◆ PROBLEM TO SOLVE:
Lay out everything in the listing below, from the line containing "find the snow-capped mountain peak" down to the end, as a two-column CSV with columns text and answer. Make one row per "find" line, put each field in quotes, and replace line breaks with spaces.

━━━━━━━━━━━━━━━━

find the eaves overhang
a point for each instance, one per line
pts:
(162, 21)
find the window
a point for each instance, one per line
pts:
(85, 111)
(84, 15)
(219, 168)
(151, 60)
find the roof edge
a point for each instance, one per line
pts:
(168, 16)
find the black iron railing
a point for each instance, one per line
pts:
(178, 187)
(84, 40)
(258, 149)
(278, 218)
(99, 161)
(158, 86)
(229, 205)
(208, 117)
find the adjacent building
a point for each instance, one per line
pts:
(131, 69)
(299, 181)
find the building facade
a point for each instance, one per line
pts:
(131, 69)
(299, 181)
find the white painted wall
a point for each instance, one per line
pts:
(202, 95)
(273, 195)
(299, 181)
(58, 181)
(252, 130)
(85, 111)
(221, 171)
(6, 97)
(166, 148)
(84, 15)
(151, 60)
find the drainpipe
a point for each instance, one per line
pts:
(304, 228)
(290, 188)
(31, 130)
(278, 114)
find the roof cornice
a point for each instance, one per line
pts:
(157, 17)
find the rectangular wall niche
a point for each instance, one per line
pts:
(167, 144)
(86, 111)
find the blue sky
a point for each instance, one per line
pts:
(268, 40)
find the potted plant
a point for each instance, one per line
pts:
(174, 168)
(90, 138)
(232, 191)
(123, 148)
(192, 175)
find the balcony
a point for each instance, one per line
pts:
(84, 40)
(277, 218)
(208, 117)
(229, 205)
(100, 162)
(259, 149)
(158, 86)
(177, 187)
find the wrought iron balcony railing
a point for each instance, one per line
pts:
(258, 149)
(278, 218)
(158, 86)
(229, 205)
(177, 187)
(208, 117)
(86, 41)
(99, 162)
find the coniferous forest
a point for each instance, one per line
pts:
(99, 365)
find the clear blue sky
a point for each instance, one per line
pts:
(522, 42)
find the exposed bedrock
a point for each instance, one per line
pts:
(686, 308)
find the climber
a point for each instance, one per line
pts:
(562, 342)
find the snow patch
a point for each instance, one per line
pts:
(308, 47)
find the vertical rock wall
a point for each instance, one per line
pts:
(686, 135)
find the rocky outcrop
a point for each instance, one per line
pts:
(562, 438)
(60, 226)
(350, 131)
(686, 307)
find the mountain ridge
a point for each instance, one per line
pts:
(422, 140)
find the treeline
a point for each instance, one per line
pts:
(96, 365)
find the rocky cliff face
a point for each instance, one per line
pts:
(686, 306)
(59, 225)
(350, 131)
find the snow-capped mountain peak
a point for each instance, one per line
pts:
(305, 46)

━━━━━━━━━━━━━━━━

◆ ANSWER TO THE EXERCISE:
text,answer
"find the snow-capped mountain peak a point for each instance, one per line pts:","(305, 46)"